Tarefa 1:
Imprima a parte do trecho sobre a COP30 que começa nas palavras "- Agenda de" e termina após as palavras "tecnologias e soluções.".
Tarefa 2:
De acordo com o trecho sobre a COP30, por que se intensificou a expectativa de que os compromissos assumidos na última década precisariam finalmente se materializar? Responda em uma a três frases.

Trecho selecionado:

====

A confirmação do Brasil como anfitrião veio ao final de 2023, seguida da indicação de Belém, no Pará, como lugar para receber a 30ª Conferência das Nações Unidas sobre Mudanças do Clima, em 2025. A partir de então, criou-se a expectativa de que o país sediaria uma edição histórica: a primeira realizada em meio à Floresta Amazônica, região já amplamente reconhecida como uma das mais determinantes para a regulação climática, para a manutenção da biodiversidade e o equilíbrio da vida no planeta. Analogamente, com o anúncio da Presidência[2] de que a edição de Belém seria a COP da implementação, ampliou-se a aposta de que os compromissos assumidos ao longo da última década precisariam finalmente se materializar. Essa expectativa se intensificou sobretudo porque a COP30 representava um marco simbólico: dez anos desde a aprovação do Acordo de Paris, o compromisso internacional que estabeleceu metas inéditas de descarbonização e orientou o mundo a conter a escalada de gases de efeito estufa na atmosfera.
Agora, com a COP30 realizada, seus resultados repercutem para além dos 13 dias da conferência. É nesse sentido que o presente artigo se posiciona: como um esforço de balanço, um retorno aos principais movimentos da COP30 e às perspectivas que se abrem para o Brasil, para o setor empresarial e para a governança climática global.
- Agenda de ação e o papel das empresas
Para além de refletir sobre os acordos oficiais entre países, a Presidência da COP30 dedicou especial atenção à mobilização dos atores não-parte, ou seja, aqueles que não compõem diretamente as delegações de negociadores dos governos, mas que desempenham papel decisivo no aumento da régua da ambição climática. Esse movimento não surgiu de forma repentina. A última década reforçou a compreensão de que os compromissos internacionais só ganham tração quando se traduzem em políticas, investimentos, tecnologias e soluções.

====

Registros do conjunto de dados de anotação de pontos:
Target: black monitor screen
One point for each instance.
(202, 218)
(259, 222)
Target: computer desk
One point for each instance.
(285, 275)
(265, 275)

====

Resposta final 1:
- Agenda de ação e o papel das empresas
Para além de refletir sobre os acordos oficiais entre países, a Presidência da COP30 dedicou especial atenção à mobilização dos atores não-parte, ou seja, aqueles que não compõem diretamente as delegações de negociadores dos governos, mas que desempenham papel decisivo no aumento da régua da ambição climática. Esse movimento não surgiu de forma repentina. A última década reforçou a compreensão de que os compromissos internacionais só ganham tração quando se traduzem em políticas, investimentos, tecnologias e soluções.

Resposta final 2:
A expectativa se intensificou porque a COP30 representava um marco simbólico: dez anos desde a aprovação do Acordo de Paris. Esse é o compromisso internacional que estabeleceu metas inéditas de descarbonização e orientou o mundo a conter a escalada de gases de efeito estufa na atmosfera.